Vorgegebener Text:
====

Denn eigentlich sollte die Arbeitslosenversicherung als das der Grundsicherung vorgelagerte System das Risiko der Arbeitslosigkeit, besser: Erwerbsarbeitslosigkeit, auffangen und absichern. Auf die Leistungen der Arbeitslosenversicherung hat man einen Rechtsanspruch und es findet keine Bedürftigkeitsprüfung statt. Anfang der 1990er-Jahre erhielten über 80 Prozent aller Erwerbslosen Leistungen vom Arbeitsamt, die weitgehend Versicherungscharakter hatten und deren Höhe vom früheren Verdienst abhing. Heute gilt das nur noch für 30 Prozent der offiziell erfassten Arbeitslosen. Das ist ein gewaltiger Systemwechsel. In dem Beitrag Rückzug der Arbeitslosenversicherung wurde bereits 2011 darauf hingewiesen:

»Vor den Arbeitsmarktreformen der vergangenen Dekade bekam der größte Teil der Erwerbslosen Arbeitslosengeld, ein kleinerer Teil Arbeitslosenhilfe. Deren Bezug war zwar an die Bedingung geknüpft, dass der betreffende Arbeitslose nicht über nennenswerte Zusatzeinkünfte oder Vermögen verfügte … Dennoch sei die Arbeitslosenhilfe eher eine Versicherungs- als eine Fürsorgeleistung gewesen – das werde besonders deutlich im Vergleich zum heutigen Arbeitslosengeld II. Beim ALG II ist eine strenge Bedürftigkeitsprüfung vorgeschaltet, wie es sie zuvor nur bei der Sozialhilfe gab.«

Die Zunahme des Fürsorgeanteils zulasten des Versicherungsanteils bei der Arbeitslosenunterstützung ist nicht nur auf die Abschaffung der Arbeitslosenhilfe im Zuge der Einführung des SGB II 2005 zu sehen, sondern steht auch in einem Zusammenhang mit der Verkürzung der Bezugsdauer des Arbeitslosengeldes seit 1998, den verschärften Zugangsvoraussetzungen beim Arbeitslosengeld sowie einer zunehmenden Langzeitarbeitslosigkeit. Der „Deckungsgrad“ der eigentlich zuständigen Arbeitslosenversicherung ist massiv geschrumpft worden und bietet heute keine wirklich adäquate Absicherung mehr. Die Verengung der Zugangsvoraussetzungen für einen Bezug von Versicherungsleistungen im Zusammenspiel mit der Instabilität vieler Arbeitsverhältnisse führen dazu, dass eine steigende Zahl von Beschäftigten nach einem Job-Verlust durch die Maschen des Versicherungssystem fällt und direkt auf staatliche Fürsorge angewiesen ist. Der Bedeutungsverlust der Arbeitslosenversicherung wird auch in der gleichnamigen Studie von Peer Rosenthal aus dem Jahr 2012 behandelt, der eine Analyse von Zugängen in Arbeitslosigkeit aus einer Beschäftigung am ersten Arbeitsmarkt nach Rechtskreisen im Land Bremen vorgelegt hat.

====

Die Datensätze:
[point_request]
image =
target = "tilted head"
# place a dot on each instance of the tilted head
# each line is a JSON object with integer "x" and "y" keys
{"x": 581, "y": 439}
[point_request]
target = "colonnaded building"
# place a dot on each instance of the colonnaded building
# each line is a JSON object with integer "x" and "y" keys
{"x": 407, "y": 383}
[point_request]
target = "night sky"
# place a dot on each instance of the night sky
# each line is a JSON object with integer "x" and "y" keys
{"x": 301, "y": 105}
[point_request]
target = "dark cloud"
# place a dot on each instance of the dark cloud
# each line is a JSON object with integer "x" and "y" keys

====

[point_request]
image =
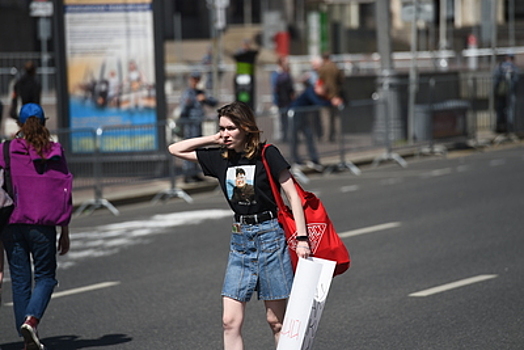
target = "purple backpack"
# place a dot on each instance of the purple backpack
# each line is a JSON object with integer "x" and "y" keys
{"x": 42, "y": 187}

====

Aufgaben:
A. Zeige jede Zeile der Datensätze, in der das Wort „night“ vorkommt. Achte dabei auf Groß- und Kleinschreibung.
B. Schreib den Text über die Arbeitslosenversicherung im Anschluss an seinen letzten Satz weiter.

Schriftliche Antworten:
A.
target = "night sky"
# place a dot on each instance of the night sky

B.
Bereits 2012 hat der DGB ein Positionspapier veröffentlicht, um diese Entwicklung wenigstens punktuell wieder umzukehren: Die Schutzfunktion der Arbeitslosenversicherung ausbauen. Getan hat sich hier wenig bis gar nichts. Dabei ist der Handlungsbedarf nicht nur vor dem Hintergrund des offensichtlichen Sicherungsversagens der Arbeitslosenversicherung evident. Auch die Veränderungen auf den Arbeitsmärkten schreien förmlich nach einer grundlegenden Reform der Arbeitslosenversicherung. Am – immer noch – weitestgehenden ist hier der von Günther Schmid angestoßene Vorschlag nach einer Transformation der Arbeitslosen- hin zu einer Beschäftigtenversicherung (vgl. dazu weiterführend Günther Schmid: Von der Arbeitslosen- zur Beschäftigungsversicherung. Wege zu einer neuen Balance individueller Verantwortung und Solidarität durch eine lebenslauforientierte Arbeitsmarktpolitik. Bonn: Friedrich-Ebert-Stiftung, 2008).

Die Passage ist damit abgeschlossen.